This Week in Film rounds up noteworthy new releases in theatres, rep cinema and avant-garde screenings, festivals, and other special cinema-related events happening in Toronto.
NEW RELEASES
Short Term 12 (TIFF Bell Lightbox)
Set in an American foster care facility, Short Term 12 was this year's narrative feature Grand Jury Winner at SxSW in Austin, Texas, and has since gone on to because one of 2013's big indie darlings. In the film, Grace (Brie Larson, a name to remember) witnesses her own troubled past emerging in the lives of the neglected children in her unit (and make you you don't call them "underprivileged"). The drama pretty high-strung, but it lets you feel good in the end, and it's not difficult to see why this is winning over critics and audiences alike.
Also opening in theatres this week:
- The Best Man Holiday (Cineplex Yonge & Dundas)
- Bhaji In Problem (Cineplex Yonge & Dundas)
- The Book Thief (Varsity)
- Dear Mr. Watterson (Cineplex Yonge & Dundas)
- Generation Iron (Carlton)
- Geography Club (Carlton)
- How I Live Now (Carlton)
- Ram Leela (Cineplex Yonge & Dundas)
- Sunlight Jr. (Carlton)
- When Jews Were Funny (Bloor Hot Docs Cinema)
REP CINEMA
The Hard Way: The Films of Bette Davis (November 15 - December 8; TIFF Bell Lightbox)
What to say to promote a programme of Bette Davis films? Surely nothing is really required, what with her name looming, monolithically, over even the directors' credits for these titles. William Wyler? Robert Aldrich? King Vidor? These pictures have Bette Davis in them. They're Bette Davis films. Credited in the programme notes as "the only actress to vie with Barbara Stanwyck as the greatest to emerge from the studio system" - here I was thinking it was no contest. "I will never be below the title." Precisely.
This week's Bette Davis screenings:
- Of Human Bondage (Friday, November 15 at 6:30PM)
- The Letter (Saturday, November 16 at 4:30PM)

━━━━━━━━━━

**Brief**. Extend the Toronto weekly film roundup above, picking up after its last listed Bette Davis screening.

━━━━━━━━━━

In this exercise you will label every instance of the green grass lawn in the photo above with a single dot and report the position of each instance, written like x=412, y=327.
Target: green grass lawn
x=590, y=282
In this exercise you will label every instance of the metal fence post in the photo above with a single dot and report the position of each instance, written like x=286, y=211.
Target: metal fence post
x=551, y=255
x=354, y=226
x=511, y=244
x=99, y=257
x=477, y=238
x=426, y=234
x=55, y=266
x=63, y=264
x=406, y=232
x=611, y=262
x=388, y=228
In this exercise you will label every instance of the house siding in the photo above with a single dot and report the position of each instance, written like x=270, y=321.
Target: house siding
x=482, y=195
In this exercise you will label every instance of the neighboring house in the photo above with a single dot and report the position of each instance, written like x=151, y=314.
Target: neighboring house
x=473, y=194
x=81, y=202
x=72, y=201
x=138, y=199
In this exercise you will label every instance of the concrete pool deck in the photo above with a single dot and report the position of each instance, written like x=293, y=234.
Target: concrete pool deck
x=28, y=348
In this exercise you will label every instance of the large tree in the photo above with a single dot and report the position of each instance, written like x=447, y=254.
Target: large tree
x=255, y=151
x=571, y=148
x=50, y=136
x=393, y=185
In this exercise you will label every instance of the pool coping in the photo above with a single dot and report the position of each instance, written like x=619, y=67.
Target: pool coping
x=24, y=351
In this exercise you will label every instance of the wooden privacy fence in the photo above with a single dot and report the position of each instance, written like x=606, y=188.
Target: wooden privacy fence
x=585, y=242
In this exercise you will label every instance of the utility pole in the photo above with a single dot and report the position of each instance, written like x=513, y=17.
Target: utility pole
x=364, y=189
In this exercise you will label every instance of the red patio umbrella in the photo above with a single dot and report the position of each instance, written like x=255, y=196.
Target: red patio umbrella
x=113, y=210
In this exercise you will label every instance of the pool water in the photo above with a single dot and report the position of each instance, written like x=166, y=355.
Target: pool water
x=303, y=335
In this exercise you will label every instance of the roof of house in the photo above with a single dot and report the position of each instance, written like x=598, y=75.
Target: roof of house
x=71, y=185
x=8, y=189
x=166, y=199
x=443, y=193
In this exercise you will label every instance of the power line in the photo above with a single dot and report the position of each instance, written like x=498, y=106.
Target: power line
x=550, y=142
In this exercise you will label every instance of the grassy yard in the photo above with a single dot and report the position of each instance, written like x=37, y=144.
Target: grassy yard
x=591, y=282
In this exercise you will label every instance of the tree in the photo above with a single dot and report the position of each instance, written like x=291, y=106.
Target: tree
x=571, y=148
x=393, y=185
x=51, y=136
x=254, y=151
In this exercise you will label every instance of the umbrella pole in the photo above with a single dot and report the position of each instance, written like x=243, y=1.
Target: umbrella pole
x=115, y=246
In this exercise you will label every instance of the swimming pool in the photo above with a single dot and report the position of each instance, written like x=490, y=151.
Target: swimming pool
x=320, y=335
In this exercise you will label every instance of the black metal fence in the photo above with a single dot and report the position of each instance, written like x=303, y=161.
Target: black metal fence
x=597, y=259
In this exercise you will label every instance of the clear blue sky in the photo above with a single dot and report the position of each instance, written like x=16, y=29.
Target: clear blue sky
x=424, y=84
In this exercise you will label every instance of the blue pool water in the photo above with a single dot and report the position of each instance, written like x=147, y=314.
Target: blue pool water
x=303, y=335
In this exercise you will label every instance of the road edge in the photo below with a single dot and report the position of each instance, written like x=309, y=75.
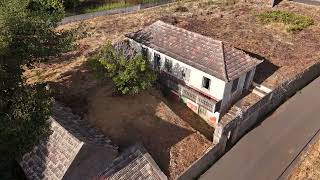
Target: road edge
x=298, y=159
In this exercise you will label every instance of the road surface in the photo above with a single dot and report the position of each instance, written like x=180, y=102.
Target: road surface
x=268, y=150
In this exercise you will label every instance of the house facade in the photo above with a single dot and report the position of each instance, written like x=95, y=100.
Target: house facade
x=207, y=75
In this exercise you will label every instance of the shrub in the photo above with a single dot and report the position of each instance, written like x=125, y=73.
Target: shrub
x=69, y=4
x=130, y=75
x=293, y=22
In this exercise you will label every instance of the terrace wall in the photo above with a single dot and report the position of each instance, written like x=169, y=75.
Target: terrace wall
x=247, y=118
x=227, y=133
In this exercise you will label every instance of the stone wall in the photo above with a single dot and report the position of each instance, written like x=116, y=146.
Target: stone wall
x=234, y=129
x=228, y=133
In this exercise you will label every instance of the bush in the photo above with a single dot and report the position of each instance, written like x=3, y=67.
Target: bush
x=69, y=4
x=129, y=73
x=293, y=22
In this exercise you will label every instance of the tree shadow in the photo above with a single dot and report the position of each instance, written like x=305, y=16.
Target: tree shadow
x=193, y=119
x=263, y=70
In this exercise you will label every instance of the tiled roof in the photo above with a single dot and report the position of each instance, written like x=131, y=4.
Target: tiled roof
x=72, y=137
x=134, y=163
x=201, y=52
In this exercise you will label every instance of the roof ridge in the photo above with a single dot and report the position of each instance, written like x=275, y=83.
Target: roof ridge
x=224, y=62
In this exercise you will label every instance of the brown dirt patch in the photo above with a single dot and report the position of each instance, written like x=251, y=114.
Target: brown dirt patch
x=153, y=120
x=309, y=167
x=73, y=84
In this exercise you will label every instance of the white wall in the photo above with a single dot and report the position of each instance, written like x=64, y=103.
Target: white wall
x=217, y=86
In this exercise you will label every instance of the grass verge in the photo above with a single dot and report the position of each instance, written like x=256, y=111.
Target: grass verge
x=293, y=22
x=106, y=7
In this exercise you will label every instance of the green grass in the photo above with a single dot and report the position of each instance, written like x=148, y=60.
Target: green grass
x=106, y=7
x=293, y=22
x=95, y=6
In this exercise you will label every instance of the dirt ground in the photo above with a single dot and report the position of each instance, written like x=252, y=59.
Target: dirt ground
x=149, y=117
x=163, y=126
x=309, y=167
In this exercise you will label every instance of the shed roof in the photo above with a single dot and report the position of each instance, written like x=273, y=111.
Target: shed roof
x=201, y=52
x=134, y=163
x=73, y=146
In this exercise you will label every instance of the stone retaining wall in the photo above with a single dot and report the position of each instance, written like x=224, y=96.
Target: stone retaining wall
x=241, y=124
x=228, y=133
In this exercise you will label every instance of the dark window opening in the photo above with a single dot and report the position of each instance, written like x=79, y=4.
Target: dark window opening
x=168, y=65
x=206, y=83
x=217, y=106
x=234, y=85
x=157, y=62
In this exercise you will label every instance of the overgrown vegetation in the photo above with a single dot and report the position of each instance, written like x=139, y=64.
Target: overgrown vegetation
x=129, y=72
x=27, y=34
x=74, y=7
x=104, y=7
x=293, y=22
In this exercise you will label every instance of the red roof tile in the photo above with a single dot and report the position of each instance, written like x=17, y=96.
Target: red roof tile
x=201, y=52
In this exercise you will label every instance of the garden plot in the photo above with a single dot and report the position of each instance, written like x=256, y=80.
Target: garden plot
x=149, y=117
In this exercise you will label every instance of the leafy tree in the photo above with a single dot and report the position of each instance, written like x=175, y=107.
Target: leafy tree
x=130, y=74
x=27, y=34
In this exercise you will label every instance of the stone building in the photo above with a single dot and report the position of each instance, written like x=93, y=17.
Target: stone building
x=208, y=75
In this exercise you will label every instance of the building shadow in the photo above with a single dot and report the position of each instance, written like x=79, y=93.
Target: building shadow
x=193, y=119
x=275, y=2
x=263, y=70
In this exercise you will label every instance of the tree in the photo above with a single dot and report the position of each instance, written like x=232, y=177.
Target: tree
x=129, y=71
x=27, y=34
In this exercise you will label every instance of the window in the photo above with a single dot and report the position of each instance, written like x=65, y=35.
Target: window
x=185, y=73
x=157, y=62
x=168, y=65
x=234, y=85
x=206, y=82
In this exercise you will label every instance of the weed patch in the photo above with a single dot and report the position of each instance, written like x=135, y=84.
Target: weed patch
x=293, y=22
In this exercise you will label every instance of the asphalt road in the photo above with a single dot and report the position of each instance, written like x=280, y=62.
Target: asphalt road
x=266, y=151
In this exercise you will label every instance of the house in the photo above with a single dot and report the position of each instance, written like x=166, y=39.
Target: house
x=208, y=75
x=76, y=150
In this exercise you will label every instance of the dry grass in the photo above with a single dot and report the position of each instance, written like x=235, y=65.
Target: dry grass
x=285, y=55
x=309, y=167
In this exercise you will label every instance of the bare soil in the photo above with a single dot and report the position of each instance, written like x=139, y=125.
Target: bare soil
x=169, y=135
x=309, y=167
x=160, y=124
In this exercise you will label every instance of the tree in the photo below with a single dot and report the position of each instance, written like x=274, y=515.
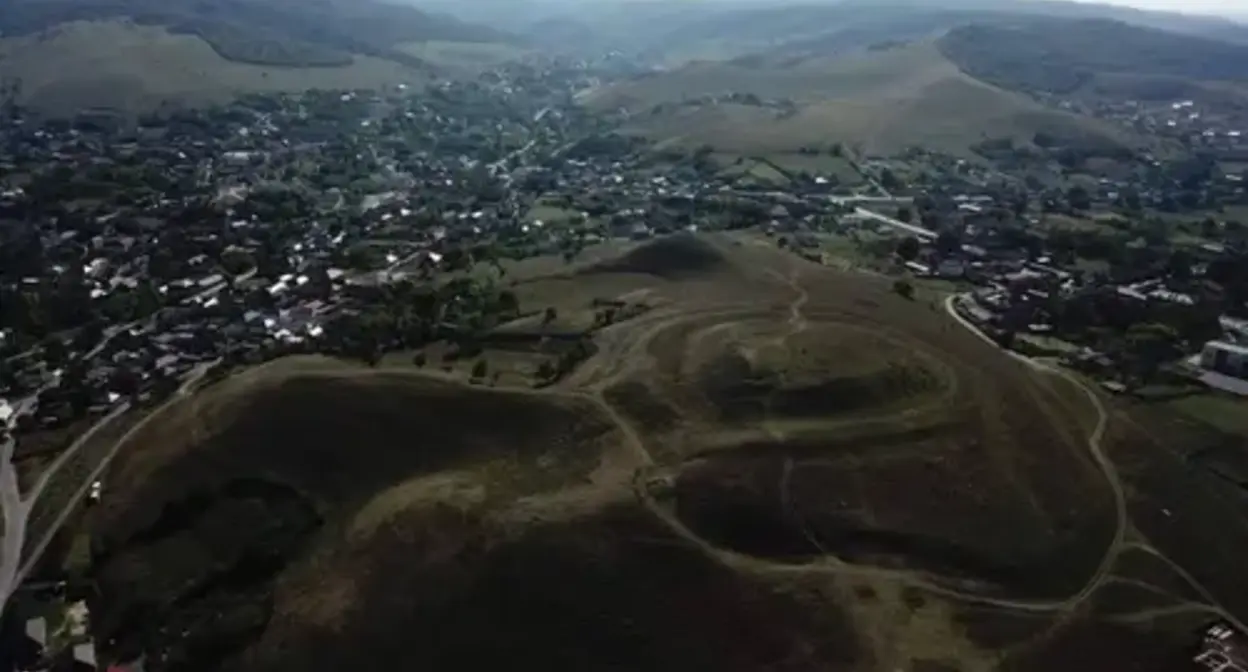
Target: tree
x=1148, y=345
x=909, y=247
x=546, y=370
x=889, y=180
x=1020, y=205
x=1078, y=197
x=947, y=242
x=508, y=304
x=905, y=289
x=1179, y=265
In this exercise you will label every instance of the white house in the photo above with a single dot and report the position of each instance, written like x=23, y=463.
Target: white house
x=1227, y=359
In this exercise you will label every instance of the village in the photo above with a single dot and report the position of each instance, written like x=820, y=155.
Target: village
x=139, y=257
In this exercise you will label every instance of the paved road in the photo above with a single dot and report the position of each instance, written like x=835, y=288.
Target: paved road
x=896, y=224
x=16, y=507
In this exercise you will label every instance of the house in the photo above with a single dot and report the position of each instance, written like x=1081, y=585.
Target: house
x=84, y=657
x=1227, y=359
x=1223, y=650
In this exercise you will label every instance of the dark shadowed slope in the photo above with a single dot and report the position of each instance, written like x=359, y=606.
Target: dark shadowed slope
x=1065, y=55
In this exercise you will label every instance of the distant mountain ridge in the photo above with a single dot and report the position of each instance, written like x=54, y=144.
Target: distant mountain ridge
x=1060, y=55
x=283, y=33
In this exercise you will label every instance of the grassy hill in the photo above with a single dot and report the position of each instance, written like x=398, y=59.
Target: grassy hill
x=887, y=100
x=267, y=505
x=122, y=66
x=316, y=33
x=135, y=55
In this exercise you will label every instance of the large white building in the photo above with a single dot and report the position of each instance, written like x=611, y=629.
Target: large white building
x=1226, y=359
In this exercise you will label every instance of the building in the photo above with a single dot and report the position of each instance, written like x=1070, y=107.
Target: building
x=1226, y=359
x=1223, y=650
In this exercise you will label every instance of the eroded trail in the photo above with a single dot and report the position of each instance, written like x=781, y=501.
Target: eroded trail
x=649, y=472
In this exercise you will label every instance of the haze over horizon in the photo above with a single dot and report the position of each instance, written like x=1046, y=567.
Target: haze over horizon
x=1234, y=9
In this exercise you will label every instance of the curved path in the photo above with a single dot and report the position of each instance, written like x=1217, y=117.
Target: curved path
x=1095, y=447
x=831, y=565
x=16, y=508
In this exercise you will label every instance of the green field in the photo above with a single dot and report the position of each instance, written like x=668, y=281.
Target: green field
x=463, y=56
x=1222, y=412
x=130, y=68
x=885, y=100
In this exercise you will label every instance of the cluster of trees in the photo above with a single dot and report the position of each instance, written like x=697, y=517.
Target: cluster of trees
x=407, y=315
x=552, y=371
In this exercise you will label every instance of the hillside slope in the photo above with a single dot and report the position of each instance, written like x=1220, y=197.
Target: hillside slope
x=1066, y=55
x=263, y=510
x=316, y=33
x=887, y=100
x=127, y=68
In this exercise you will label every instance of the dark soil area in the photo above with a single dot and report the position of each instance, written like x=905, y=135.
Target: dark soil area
x=610, y=592
x=643, y=405
x=678, y=256
x=1091, y=645
x=187, y=560
x=920, y=521
x=740, y=392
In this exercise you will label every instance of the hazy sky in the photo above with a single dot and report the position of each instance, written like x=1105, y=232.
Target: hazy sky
x=1226, y=8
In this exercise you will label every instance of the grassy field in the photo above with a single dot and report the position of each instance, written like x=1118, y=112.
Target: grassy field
x=884, y=100
x=779, y=466
x=129, y=68
x=463, y=56
x=1223, y=412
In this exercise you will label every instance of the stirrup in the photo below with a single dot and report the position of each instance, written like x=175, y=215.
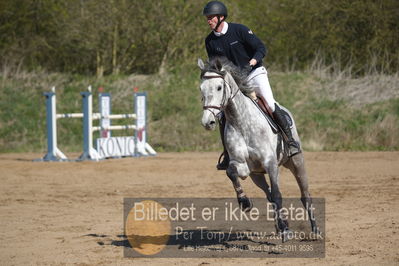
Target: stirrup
x=222, y=165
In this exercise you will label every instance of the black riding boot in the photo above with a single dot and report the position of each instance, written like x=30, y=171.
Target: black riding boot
x=281, y=120
x=222, y=165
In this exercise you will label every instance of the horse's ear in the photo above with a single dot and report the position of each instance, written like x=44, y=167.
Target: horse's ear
x=218, y=65
x=201, y=64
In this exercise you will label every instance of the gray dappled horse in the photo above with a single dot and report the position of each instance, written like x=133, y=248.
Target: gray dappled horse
x=253, y=147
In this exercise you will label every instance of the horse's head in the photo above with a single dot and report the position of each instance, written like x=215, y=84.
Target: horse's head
x=214, y=93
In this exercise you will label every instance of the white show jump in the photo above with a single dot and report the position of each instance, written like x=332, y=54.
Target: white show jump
x=106, y=146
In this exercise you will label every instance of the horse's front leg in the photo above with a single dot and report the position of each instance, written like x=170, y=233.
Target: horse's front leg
x=234, y=171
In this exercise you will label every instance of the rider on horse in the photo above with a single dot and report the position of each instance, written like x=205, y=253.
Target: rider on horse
x=238, y=44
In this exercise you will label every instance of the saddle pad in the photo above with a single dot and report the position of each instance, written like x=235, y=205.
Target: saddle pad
x=270, y=120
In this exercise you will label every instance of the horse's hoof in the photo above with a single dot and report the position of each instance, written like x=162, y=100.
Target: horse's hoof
x=286, y=235
x=316, y=233
x=245, y=204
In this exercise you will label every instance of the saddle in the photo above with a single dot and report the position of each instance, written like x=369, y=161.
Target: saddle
x=275, y=128
x=281, y=143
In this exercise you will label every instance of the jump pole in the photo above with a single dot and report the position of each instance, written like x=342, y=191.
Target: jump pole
x=53, y=153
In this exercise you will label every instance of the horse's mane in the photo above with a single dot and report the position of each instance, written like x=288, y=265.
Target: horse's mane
x=220, y=65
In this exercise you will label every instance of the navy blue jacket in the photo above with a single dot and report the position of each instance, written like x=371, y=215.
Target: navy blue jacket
x=239, y=45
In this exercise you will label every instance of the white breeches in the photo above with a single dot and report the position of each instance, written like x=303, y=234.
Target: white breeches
x=260, y=82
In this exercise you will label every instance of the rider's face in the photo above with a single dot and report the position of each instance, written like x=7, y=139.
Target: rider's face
x=213, y=21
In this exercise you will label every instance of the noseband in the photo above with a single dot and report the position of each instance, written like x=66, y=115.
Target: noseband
x=223, y=102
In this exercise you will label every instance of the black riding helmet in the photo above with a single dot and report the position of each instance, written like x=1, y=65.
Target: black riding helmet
x=215, y=8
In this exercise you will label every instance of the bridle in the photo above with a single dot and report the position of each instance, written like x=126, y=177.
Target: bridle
x=224, y=99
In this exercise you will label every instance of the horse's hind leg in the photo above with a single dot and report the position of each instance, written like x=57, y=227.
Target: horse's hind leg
x=260, y=181
x=297, y=166
x=277, y=201
x=234, y=171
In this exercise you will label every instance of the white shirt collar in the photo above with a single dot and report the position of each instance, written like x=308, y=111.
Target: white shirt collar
x=224, y=29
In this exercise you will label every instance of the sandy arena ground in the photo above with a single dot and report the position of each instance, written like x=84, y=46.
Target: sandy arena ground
x=64, y=213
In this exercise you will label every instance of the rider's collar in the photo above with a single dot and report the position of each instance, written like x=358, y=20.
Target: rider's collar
x=224, y=29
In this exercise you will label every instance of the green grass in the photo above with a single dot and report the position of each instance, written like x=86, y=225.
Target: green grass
x=324, y=123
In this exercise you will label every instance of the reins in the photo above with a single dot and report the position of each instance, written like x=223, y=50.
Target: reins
x=223, y=102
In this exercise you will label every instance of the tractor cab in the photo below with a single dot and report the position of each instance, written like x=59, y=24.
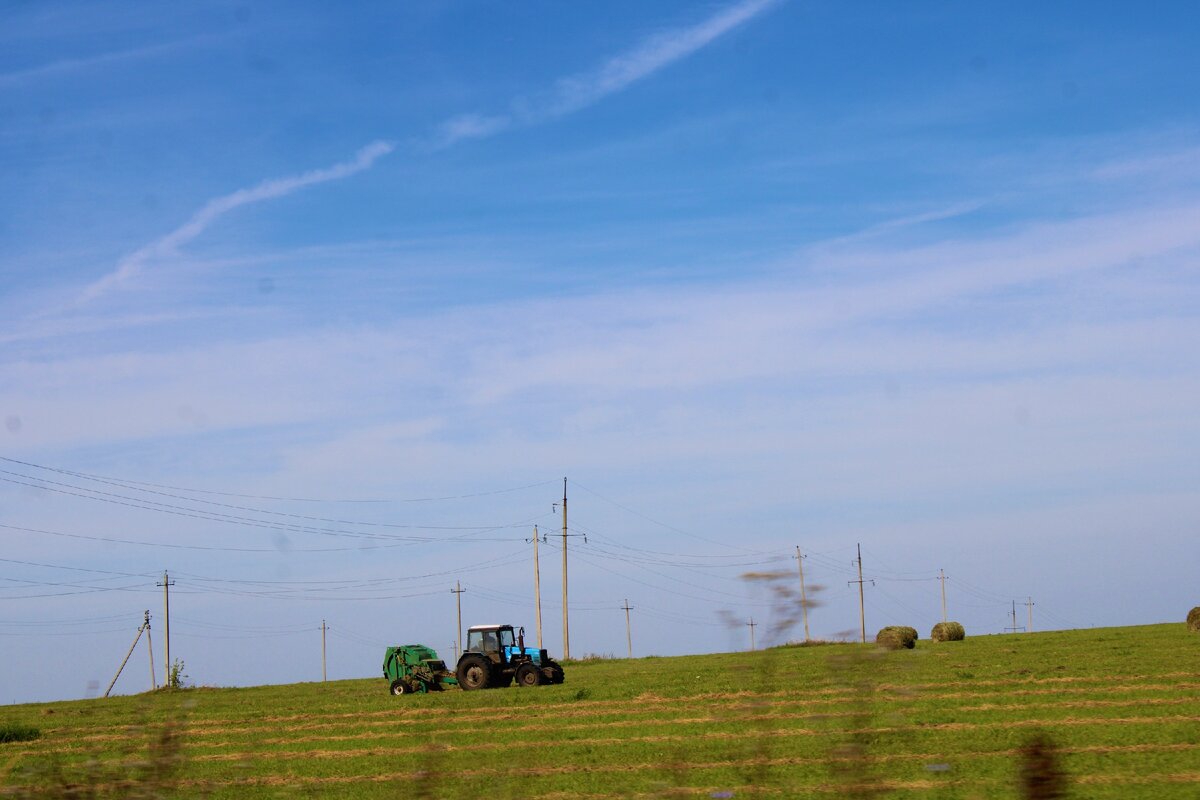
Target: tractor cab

━━━━━━━━━━

**Task response**.
- All About Eve (Sunday, November 17 at 1PM)
- Now, Voyager (Tuesday, November 19 at 6:30PM)
- Dark Victory (Thursday, November 21 at 6:30PM)
MDFF presents: Fogo and Ma belle gosse (My Blue-Eyed Kid) (Monday, November 18 at 8PM; Double Double Land)
MDFF, the production company that's brought us films like Tower and East Hastings Pharmacy, continues their exciting screening series of buzzed-about films by DIY filmmakers. This time they're presenting a double feature by two young female directors, with both films having Canadian connections. Ma belle gosse (My Blue-Eyed Kid) , by native Torontonian Shalimar Preuss, concerns seventeen-year-old Maden, who spends the summer in France at her family's holiday home with her siblings and slowly becomes involved in a romantic correspondence with an older male inmate at the nearby prison. Fogo is set on Fogo island off the coast of Newfoundland, is directed by Mexican filmmaker Yulene Olaizola. The hour-long doc-fiction hybrid is languid, austere, and incredibly haunting.
More in rep cinema this week:
- CINSSU Free Friday Films: The Apprenticeship of Duddy Kravitz (Friday, November 15 at 7PM; Innis Town Hall)
- Shivers (Friday, November 15 at 8:45PM; TIFF Bell Lightbox)
- Stereo [with David Cronenberg's Short Films] (Saturday, November 16 at 2PM; TIFF Bell Lightbox)
- eXistenZ [with Carol Spier] (Saturday, November 16 at 7PM; TIFF Bell Lightbox)
- In My Skin (Saturday, November 16 at 10PM; TIFF Bell Lightbox)
- Dead Ringers [with Christine Ramsay] (Sunday, November 17 at 4PM; TIFF Bell Lightbox)
- Body Melt (Sunday, November 17 at 7:15PM; TIFF Bell Lightbox)
- Scanners (Tuesday, November 19 at 9:15PM; TIFF Bell Lightbox)
SPECIAL SCREENINGS
Early Monthly Segments: Alfred Guzzetti's Family Portrait Sittings (Monday, November 18 at 8PM; Gladstone Art Bar)
Guest-programmed by Derek Jenkins, this special edition of the Early Monthly Segments series delivers a 16mm print of Alfred Guzzetti's delightful 1975 document of his own family, who recount their lives in both Italy and the US. "In Family Portrait Sittings, [Guzzetti] offers nested removes: a rememberer speaks, a still image floats, a film bleeps and crackles out--the relationship between these objects never direct, only phenomenal and continuous. His subjects discover and encounter questions of radical politics, of reproduction, of labour (aesthetic, domestic, provisional) stowed in the shoebox of practical history." Donations of $5-10 graciously accepted at the door.